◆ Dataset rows
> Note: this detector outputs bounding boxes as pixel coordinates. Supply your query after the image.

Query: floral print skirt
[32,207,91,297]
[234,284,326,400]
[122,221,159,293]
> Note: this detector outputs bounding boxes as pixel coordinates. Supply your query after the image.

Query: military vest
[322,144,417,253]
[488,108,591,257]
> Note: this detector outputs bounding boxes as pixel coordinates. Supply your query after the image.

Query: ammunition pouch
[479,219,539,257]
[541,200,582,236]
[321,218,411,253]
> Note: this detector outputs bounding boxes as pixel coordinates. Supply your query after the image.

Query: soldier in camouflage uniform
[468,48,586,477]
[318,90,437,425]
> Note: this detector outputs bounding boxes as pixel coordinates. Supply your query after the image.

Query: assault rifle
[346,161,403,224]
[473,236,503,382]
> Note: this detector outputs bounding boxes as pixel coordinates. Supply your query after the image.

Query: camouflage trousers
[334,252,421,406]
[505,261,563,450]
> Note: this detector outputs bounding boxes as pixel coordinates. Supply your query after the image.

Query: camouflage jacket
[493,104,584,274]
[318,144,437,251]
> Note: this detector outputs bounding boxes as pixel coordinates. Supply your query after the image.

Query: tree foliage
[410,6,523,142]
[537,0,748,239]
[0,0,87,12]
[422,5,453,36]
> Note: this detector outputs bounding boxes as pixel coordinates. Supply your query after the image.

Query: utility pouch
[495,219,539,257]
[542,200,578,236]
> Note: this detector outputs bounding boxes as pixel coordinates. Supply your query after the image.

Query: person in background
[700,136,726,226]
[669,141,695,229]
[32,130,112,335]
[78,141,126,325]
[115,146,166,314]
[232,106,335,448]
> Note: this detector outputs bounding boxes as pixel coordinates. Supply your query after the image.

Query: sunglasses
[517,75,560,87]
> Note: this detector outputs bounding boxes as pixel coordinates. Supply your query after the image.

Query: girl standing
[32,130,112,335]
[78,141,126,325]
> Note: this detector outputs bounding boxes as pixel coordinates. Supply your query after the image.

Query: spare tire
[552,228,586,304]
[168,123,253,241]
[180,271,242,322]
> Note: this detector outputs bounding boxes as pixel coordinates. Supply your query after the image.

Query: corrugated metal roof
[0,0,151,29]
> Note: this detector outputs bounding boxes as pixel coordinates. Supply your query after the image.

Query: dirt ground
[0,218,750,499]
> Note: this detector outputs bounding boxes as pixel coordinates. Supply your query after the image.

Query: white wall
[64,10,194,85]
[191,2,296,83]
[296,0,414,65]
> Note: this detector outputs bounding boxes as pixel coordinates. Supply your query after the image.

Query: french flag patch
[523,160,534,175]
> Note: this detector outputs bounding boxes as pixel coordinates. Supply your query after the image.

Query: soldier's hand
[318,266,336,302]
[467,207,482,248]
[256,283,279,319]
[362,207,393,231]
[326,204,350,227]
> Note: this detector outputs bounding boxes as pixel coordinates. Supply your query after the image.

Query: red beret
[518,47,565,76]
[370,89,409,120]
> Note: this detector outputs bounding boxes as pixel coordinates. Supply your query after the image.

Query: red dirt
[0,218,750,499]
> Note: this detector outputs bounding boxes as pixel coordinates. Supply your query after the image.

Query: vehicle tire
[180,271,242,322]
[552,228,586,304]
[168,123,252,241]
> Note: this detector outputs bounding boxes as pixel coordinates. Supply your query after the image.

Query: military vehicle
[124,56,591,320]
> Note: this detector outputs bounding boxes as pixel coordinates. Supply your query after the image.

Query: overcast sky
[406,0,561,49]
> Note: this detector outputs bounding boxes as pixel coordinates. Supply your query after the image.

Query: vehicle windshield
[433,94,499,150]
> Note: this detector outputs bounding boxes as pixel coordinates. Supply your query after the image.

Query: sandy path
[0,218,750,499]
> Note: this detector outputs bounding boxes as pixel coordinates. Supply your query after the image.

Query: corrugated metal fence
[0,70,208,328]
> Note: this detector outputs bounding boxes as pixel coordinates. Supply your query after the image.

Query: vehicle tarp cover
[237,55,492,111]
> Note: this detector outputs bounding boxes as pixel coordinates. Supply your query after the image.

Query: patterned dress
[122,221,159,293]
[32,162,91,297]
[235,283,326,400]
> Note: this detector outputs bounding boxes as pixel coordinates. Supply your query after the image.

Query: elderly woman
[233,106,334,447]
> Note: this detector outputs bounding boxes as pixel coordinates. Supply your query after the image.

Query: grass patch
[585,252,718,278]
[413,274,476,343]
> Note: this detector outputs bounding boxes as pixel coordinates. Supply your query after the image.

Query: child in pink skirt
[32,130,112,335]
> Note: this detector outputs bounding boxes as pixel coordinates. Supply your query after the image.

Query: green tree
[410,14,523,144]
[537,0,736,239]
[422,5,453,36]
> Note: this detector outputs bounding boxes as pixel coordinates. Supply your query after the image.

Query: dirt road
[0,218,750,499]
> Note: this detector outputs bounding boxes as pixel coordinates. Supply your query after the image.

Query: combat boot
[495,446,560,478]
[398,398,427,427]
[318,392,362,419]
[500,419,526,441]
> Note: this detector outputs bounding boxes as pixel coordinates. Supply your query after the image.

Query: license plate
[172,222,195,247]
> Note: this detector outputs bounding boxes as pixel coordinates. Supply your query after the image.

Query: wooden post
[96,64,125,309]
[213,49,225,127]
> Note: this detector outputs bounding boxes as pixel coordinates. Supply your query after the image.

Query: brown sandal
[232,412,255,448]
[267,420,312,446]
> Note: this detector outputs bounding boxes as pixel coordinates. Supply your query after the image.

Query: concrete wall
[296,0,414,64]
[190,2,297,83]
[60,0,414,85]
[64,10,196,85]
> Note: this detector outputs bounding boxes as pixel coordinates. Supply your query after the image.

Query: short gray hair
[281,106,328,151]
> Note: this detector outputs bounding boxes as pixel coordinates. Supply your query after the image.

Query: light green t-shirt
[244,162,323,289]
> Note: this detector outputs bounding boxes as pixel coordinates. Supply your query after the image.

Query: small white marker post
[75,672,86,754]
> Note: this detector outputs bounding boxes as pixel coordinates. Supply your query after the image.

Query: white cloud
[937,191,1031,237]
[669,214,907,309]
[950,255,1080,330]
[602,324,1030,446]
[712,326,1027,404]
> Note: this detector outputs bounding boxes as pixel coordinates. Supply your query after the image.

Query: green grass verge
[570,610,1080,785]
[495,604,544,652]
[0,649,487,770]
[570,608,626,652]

◆ Short task
Your task is to print all of the records exactly.

◆ Task solution
> Note: this detector outputs bounding boxes as pixel coordinates. Supply your query after the image.

Query: floral print skirt
[32,207,91,297]
[234,284,326,400]
[122,221,159,293]
> Note: this detector outputs bounding boxes as pixel coordinates. Supply your query after the image.

Query: military vest
[322,144,417,253]
[488,108,591,257]
> Note: this detector outputs bounding boxes as pixel coordinates. Supply your query after the image.

Query: ammunition pouch
[479,219,539,257]
[541,200,582,236]
[321,218,411,253]
> Note: this detector outputs bounding boxes as pixel coordinates. Supply your query after the image.

Query: soldier in camouflage uniform
[468,48,586,477]
[318,90,437,425]
> Note: this detector outputs bounding boxes as pixel coordinates. Supply your query after the image.

Query: assault rifle
[346,161,403,224]
[473,236,503,382]
> Note: this detector outputs bounding boxes as pixel coordinates. Supply your query after the image.

Query: camouflage trousers
[334,252,421,406]
[505,261,563,450]
> Note: this detector outputs bounding boxes as pixel coordinates. Supply your query after the image.

Query: camouflage jacket
[493,104,584,274]
[318,144,437,251]
> Note: this detector outputs bounding boxes as pixel coordinates. Supply your query after the image.

Query: tree foliage
[410,6,523,142]
[537,0,748,239]
[0,0,87,12]
[422,5,453,36]
> Note: this detector outputs bounding boxes as pixel coordinates. Supply your query after the image.

Query: utility pouch
[495,219,539,257]
[542,200,578,236]
> Note: this detector outputs bounding boxes as pixel coordinates. Supply your query after the image.

Query: person in background
[700,136,726,226]
[669,141,695,229]
[32,130,112,335]
[78,141,126,325]
[115,146,166,314]
[232,106,335,448]
> Note: this detector outputs bounding boxes as pixel coordinates. Supply your query after the image.

Query: sunglasses
[517,75,560,87]
> Note: this detector outputs bounding boxes as pixel coordinates. Supply your query after the image.

Query: girl standing
[32,130,112,335]
[78,141,126,325]
> Note: this detector outputs bounding boxes as pixel coordinates. Supply your query after the image.

Query: spare tire
[552,228,586,304]
[168,123,253,241]
[180,271,242,322]
> Note: this detector outputs bounding boxes as pixel coordinates. Supply your query after the image.

Query: corrugated metal roof
[0,0,151,29]
> Note: this detector outputs bounding boxes as pixel coordinates. Supply your query after the image.

Query: dirt ground
[0,218,750,499]
> Note: this detector outputs bounding boxes as pixel coordinates. Supply your query after the image.

Query: white wall
[64,10,194,85]
[191,2,296,83]
[296,0,414,65]
> Note: this detector outputs bounding boxes as pixel coordinates. Supply your query after the image.

Query: french flag patch
[523,160,534,175]
> Note: this detector outputs bounding boxes as pixel coordinates. Supply your query after the image.

Query: soldier's hand
[318,266,336,302]
[467,207,482,248]
[256,283,279,319]
[362,207,393,231]
[326,204,350,227]
> Note: this detector outputs bounding boxes as pixel coordinates. Supply your query after the image.

Query: red beret
[518,47,565,76]
[370,89,409,120]
> Note: this detector outputs bounding boxes as pixel coordinates. Supply your query after the image.

Query: red dirt
[0,218,750,499]
> Note: this detector outputs bounding boxes as pixel coordinates. Supply your query after the image.

Query: vehicle tire
[180,271,242,322]
[552,228,586,304]
[168,123,252,241]
> Note: this detector outputs bounding boxes as pixel coordinates. Supply your query after the image.

Query: military vehicle
[124,56,591,320]
> Note: this detector outputs bounding boxes as pixel coordinates. Supply your query after the image.

Query: overcast sky
[406,0,561,49]
> Note: this detector outputs bounding boxes as pixel coordinates. Supply your query after the image.

Query: vehicle windshield
[433,94,499,150]
> Note: this detector outputs bounding boxes as pixel coordinates. Supply your query after the image.

Query: sandy path
[0,218,750,499]
> Note: this detector outputs bounding boxes as pixel coordinates. Supply your query after the image.

Query: corrugated metal fence
[0,70,208,328]
> Note: this detector outputs bounding boxes as pixel coordinates. Supply your query after the image.

Query: vehicle tarp cover
[237,55,492,111]
> Note: this detector outputs bounding boxes as pixel coordinates. Supply your query after the image.

Query: patterned dress
[122,221,159,293]
[32,162,91,297]
[235,283,326,400]
> Note: this detector outputs bounding boxes as pixel coordinates. Supply your query after the image.

Query: elderly woman
[233,106,334,447]
> Note: this detector outputs bounding boxes as pixel coordinates. Supply your query after the image.

Query: grass patch
[585,252,718,278]
[413,274,476,343]
> Note: this detector outputs bounding boxes as pixel coordinates. Supply your query after the image.

Query: child in pink skirt
[32,130,112,335]
> Note: this detector outputs bounding boxes as pixel coordinates. Supply your query after the image.

Query: green tree
[410,14,523,144]
[537,0,736,239]
[422,5,453,36]
> Note: this detector outputs bounding boxes as pixel coordinates. Supply your query after the image.

Query: dirt road
[0,218,750,499]
> Note: this detector outputs bounding boxes as pixel coordinates. Supply your query after the image.

Query: combat boot
[495,446,560,478]
[398,398,427,427]
[318,392,362,419]
[500,419,526,441]
> Note: this detector outputs bounding boxes as pixel coordinates. Supply your query after the image.

Query: license plate
[172,222,195,247]
> Note: this detector outputs bounding boxes as pixel coordinates. Supply your query after the image.

Query: wooden post
[96,64,125,309]
[213,49,225,127]
> Note: this detector outputs bounding boxes as pixel coordinates. Supply your query after the image.

Query: brown sandal
[232,412,255,448]
[267,420,312,446]
> Note: this detector outputs bounding boxes as pixel coordinates. Supply your query after the image.

Query: concrete wall
[296,0,414,64]
[190,2,297,83]
[60,0,414,85]
[64,10,196,85]
> Note: this detector outputs bounding boxes as pixel coordinates. Supply your query after the image.

Query: short gray hair
[281,106,328,151]
> Note: this detector outputs bounding boxes as pixel coordinates. Supply your query after the image.

Query: light green t-shirt
[244,162,323,289]
> Note: this detector outputs bounding boxes as pixel coordinates. Supply your query after the image.

Query: small white marker post
[75,672,86,754]
> Note: this detector outputs bounding boxes as pixel coordinates. Supply your query after the image.

Query: white cloud
[937,191,1031,237]
[669,214,907,309]
[950,255,1080,330]
[602,324,1030,446]
[712,326,1027,404]
> Note: this detector outputs bounding boxes as pixel coordinates. Supply your query after the image.

Query: green grass verge
[570,610,1080,785]
[495,604,544,652]
[0,649,487,770]
[570,608,626,652]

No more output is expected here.